PROBLEM SET →
1. Answer these questions using the Robocop remake review.
(a) Who plays the OmniCorp CEO?
(b) In what year was the rated-R original released?
(c) To which country is Alex Murphy's body moved for his transformation?
2. Write the next part of the Robocop remake review, continuing from its final sentence.

DOCUMENT EXCERPT →
[Start of Attachment]
Some palpable ideas, but it’s still inferior story-wise and doesn’t have the demented filmmaking skill of the original. Robocop starts out with a strong Samuel L. Jackson prologue (he plays a right-wing news corp commentator who pops up in intervals throughout), but it’s followed by a consecutive number of clunky scenes. Early on, I was wondering why Joel Kinnaman, who plays the Detroit cop who becomes Robocop, adopted an Eminem goes-to-the-gutter accent? Abbie Cornish, as his wife, is equally dim-witted (her perception of society belongs in the 1950’s, not the year 2028). You can relish its strong supporting cast though: Gary Oldman as the brilliant and calculating scientist, Michael Keaton as the ruthless OmniCorp CEO, Jennifer Ehle and Jay Baruchel as his smarmy PR underlings, Jackie Earl Haley as a weapons consultant. When these people bring more interest than the main character however, that’s a problem.
Lacking in impression is the futuristic city of Detroit itself. It looks functioning to me, and despite a few drug barons, police enforcement already seems to be on top of peacekeeping. The 1987 rated-R original had a sociologically sick vision of dystopia, an imagined Detroit metropolis that was technologically advanced and yet festered a myriad of social illnesses – that made it subversively funny. The remake does not have a strong sense of satire.
Here’s a remake with a futureworld that doesn’t really need robot enforcement, and yet the arguments of politics insist they need them. Human beings are fallible, corruptible, and so on, the robot advocates say. Keaton’s avaricious CEO needs to keep making his company money, so he is presses on for a paraplegic candidate. Then Alex Murphy, our protagonist, gets blown up in the driveway of his own residence. Papers are signed, and his mutilated body is moved to China – for sequences too long – to transform him into the Half-Man and Half-Machine Robocop.
[End of Attachment]
SOURCE DATA →
[Start of Attachment]
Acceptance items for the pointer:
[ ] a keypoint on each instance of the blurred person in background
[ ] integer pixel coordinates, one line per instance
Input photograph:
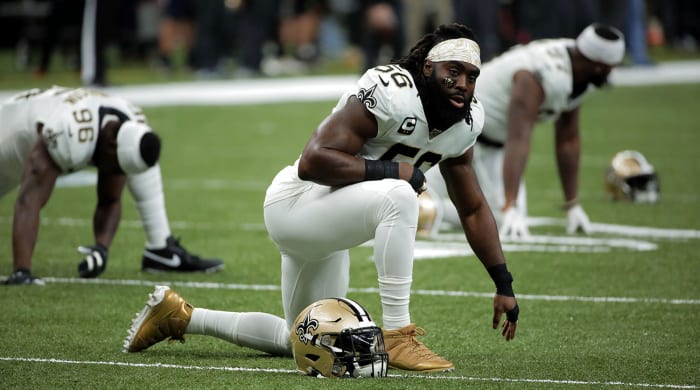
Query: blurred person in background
[End of Attachment]
RESULTS IN ORDER →
1.
(a) Michael Keaton
(b) 1987
(c) China

2.
The screenplay questions the concept of free will, i.e., Does Alex Murphy’s brainwaves summon awareness that during combat or arrest mode, the software takes over and it’s the machine aspects making life-and-death decisions? Since Alex might not know that he is powerless, he is a conscious entity being exploited. Then, in a ruthlessly clever bit, the dopamine levels are diminished in Alex’s brain, and he becomes more humanoid than ever. The consciousness of Alex is in danger of being eradicated permanently, but the interest in solving his own murder lets his mind hold onto something tangible.
I hate to now bring this up, but the action scenes aren’t all that original and the filmmaking isn’t swift or shrewd enough. We get inside the computer helmet of Robocop as he diagnoses a problem, and that’s neat, but take that away and you don’t have much. Robocop rides through a monotonous cityscape, rattles some poor bastard to rat out his colleagues, shows up at a warehouse or garbage heap to shoot down some uninteresting bad guys, and so on.
Every time the film cut away to Oldman having a crisis of conscious, or Keaton drudging up new evil corporate ideas, I was momentarily engaged. But I give the film a fraction one half star less in the final grade for not addressing the monetary compensation issue of the Murphy family. There are several dumb gaps in logic, but that one bugged me most.
108 Minutes. Rated PG-13.
SCI-FI & FANTASY / REVOLUTIONARY MINDS / LATE NIGHT ACTION
Film Cousins: “Robocop” (1987); “Robocop 2” (1990); “Robocop 3” (1993); “Total Recall” (2012).